#### Stated problem
Please extract every line of the records that contains the string "child". Matches must be case-sensitive.

[Dataset rows on where objects appear]
========================================

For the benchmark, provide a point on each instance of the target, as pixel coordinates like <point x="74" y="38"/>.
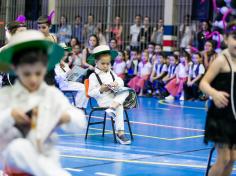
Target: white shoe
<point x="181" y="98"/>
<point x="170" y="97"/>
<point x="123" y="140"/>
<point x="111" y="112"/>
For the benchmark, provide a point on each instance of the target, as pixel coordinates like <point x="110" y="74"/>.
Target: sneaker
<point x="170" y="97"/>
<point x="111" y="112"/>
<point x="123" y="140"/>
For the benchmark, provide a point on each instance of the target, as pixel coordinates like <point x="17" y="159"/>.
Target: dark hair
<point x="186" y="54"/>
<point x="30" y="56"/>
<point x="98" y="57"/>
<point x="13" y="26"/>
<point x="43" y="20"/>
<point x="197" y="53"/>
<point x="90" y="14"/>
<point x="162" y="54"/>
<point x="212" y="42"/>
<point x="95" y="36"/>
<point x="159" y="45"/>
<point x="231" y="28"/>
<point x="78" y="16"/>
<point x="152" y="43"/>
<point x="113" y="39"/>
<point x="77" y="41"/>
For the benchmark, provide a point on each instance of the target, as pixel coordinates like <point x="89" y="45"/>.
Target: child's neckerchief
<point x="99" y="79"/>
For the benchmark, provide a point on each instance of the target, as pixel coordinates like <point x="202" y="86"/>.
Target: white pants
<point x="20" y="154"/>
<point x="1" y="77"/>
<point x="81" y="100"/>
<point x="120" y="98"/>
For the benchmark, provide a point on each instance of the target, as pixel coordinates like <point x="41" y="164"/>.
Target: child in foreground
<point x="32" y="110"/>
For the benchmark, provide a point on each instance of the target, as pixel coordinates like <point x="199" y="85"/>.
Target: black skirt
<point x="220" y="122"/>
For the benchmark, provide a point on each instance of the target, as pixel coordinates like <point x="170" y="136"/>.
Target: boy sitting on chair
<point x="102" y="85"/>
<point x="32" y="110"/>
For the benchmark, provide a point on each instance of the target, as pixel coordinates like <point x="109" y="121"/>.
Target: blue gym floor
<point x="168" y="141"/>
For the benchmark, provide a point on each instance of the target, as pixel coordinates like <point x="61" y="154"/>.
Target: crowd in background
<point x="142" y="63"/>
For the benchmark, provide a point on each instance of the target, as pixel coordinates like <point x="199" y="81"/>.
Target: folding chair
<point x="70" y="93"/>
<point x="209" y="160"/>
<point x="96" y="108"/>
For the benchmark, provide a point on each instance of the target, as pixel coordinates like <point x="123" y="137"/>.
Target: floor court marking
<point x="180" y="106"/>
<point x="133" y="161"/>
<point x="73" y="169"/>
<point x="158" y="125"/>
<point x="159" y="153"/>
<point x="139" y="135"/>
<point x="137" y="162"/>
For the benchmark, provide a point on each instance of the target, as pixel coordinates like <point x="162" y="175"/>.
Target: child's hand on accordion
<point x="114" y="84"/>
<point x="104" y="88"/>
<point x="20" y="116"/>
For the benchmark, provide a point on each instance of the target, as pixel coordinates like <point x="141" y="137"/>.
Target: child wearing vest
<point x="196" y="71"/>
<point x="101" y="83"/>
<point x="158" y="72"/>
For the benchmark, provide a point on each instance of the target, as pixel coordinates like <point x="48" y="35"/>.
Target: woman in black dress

========================================

#### Task response
Target: child's neckerchief
Target: child in foreground
Target: child's hand on accordion
Target: child wearing vest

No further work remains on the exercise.